## Exercise objective
Please rescale the stretch of records from the line containing "cab and report the pixel coordinates." through the line containing "(1234, 192)", both included, and write those lines again, requests included, with each coordinate in the answers multiplied by 2.5 and rounded to a whole number, halves rounded up.

Some records:

********************

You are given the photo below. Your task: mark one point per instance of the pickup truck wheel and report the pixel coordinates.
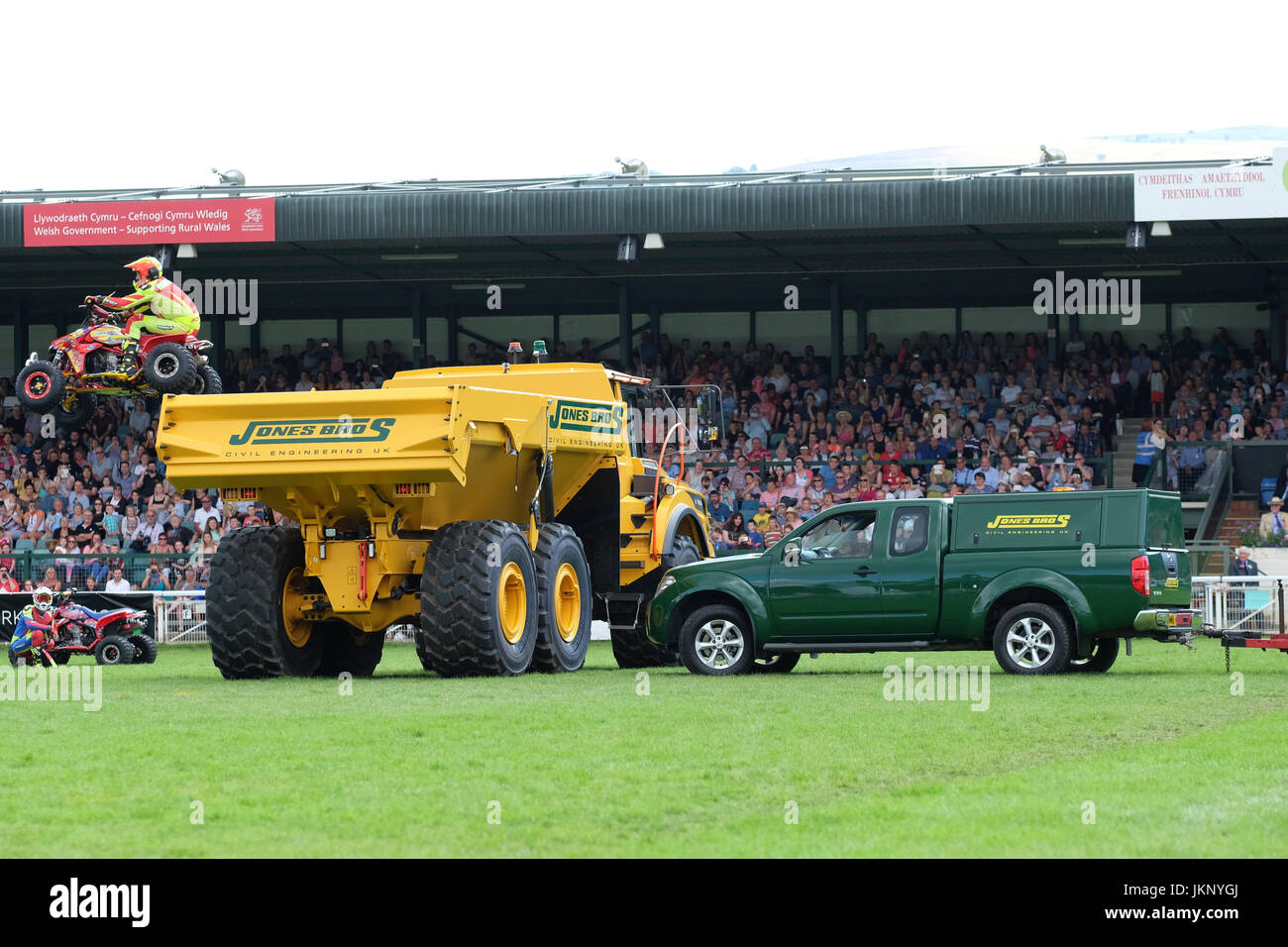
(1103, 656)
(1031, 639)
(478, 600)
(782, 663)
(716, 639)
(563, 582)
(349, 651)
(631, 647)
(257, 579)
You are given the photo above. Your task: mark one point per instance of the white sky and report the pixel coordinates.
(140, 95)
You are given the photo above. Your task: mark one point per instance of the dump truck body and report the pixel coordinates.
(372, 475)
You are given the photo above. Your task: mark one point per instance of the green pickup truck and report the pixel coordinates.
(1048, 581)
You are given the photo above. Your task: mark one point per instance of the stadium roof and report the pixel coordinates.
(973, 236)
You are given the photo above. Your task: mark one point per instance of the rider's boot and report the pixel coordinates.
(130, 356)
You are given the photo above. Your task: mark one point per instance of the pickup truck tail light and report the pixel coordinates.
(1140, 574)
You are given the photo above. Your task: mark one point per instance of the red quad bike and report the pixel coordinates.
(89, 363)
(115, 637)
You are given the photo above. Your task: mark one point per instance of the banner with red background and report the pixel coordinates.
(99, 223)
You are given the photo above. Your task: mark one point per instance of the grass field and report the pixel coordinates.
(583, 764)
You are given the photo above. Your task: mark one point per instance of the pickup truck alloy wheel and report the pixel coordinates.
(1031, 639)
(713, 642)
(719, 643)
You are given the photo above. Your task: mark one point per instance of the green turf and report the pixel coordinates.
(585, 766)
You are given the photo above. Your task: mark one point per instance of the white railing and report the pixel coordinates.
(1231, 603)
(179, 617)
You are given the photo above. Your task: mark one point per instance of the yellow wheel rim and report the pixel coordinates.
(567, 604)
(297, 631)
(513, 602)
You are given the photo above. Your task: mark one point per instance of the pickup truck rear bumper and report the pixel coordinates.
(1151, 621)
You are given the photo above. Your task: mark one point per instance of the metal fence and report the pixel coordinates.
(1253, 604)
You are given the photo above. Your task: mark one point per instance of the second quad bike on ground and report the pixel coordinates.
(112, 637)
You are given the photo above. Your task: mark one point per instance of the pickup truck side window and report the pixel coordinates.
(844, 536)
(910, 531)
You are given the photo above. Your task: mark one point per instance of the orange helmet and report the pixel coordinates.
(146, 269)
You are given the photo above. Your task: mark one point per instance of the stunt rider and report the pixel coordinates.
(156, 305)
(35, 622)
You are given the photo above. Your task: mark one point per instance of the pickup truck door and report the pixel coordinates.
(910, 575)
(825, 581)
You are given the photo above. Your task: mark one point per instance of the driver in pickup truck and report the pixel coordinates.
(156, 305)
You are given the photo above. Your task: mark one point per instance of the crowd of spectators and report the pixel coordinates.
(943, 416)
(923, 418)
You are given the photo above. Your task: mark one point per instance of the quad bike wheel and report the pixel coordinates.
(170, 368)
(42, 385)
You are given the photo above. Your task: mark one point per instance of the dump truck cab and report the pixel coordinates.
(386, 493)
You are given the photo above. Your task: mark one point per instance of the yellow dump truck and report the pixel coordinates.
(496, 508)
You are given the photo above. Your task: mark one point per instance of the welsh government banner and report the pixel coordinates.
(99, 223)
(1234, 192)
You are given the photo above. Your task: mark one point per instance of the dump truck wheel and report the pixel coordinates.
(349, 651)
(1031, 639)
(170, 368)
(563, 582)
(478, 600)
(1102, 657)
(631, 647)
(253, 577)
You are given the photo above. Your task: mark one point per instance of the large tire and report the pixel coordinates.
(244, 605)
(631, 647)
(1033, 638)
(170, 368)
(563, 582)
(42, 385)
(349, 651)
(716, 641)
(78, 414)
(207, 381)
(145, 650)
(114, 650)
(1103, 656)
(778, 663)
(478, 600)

********************

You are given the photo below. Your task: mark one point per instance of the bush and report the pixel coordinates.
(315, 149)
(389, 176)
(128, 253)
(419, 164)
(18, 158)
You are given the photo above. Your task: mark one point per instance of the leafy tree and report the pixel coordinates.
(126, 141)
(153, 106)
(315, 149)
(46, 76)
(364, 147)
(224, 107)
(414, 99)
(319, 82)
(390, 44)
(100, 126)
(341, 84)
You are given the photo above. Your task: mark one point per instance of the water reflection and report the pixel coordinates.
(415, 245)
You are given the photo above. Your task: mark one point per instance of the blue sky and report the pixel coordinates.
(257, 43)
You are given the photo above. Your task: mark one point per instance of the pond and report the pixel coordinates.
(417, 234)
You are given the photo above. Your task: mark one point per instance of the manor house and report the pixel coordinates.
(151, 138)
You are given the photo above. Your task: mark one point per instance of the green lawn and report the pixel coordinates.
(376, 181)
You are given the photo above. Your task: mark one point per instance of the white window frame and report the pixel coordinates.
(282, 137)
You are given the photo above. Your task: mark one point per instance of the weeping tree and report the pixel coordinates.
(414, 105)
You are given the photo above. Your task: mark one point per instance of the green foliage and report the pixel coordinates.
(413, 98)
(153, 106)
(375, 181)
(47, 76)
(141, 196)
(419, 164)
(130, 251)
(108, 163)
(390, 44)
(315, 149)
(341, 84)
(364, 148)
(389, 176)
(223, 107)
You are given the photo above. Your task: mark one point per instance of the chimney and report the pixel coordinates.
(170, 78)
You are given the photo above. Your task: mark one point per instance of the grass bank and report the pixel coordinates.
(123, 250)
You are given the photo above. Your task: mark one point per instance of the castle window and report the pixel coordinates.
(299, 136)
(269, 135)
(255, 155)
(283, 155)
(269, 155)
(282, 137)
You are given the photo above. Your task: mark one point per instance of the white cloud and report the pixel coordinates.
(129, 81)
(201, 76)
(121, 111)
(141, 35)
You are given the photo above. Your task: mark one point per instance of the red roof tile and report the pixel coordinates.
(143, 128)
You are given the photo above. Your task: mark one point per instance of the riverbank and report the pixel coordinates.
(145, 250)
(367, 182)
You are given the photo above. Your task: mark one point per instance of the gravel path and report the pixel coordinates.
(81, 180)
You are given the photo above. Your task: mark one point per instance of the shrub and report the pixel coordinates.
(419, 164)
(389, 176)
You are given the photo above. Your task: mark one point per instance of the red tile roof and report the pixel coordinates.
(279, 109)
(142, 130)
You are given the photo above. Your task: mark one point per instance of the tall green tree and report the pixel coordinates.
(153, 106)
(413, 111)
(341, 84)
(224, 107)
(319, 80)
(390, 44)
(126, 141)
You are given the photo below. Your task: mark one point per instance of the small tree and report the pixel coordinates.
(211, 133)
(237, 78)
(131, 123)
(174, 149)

********************

## Result
You are given the photo above. Your task: mark one point per instance of the dump truck cab and report the pixel coordinates.
(965, 1233)
You are given the photo above. Your task: mark one point per instance of the yellow dump truck and report the pixel coordinates.
(1240, 1270)
You are given the photo above. Your task: mark one point per instance of the welsh government banner and report the pixel coordinates.
(248, 558)
(3085, 480)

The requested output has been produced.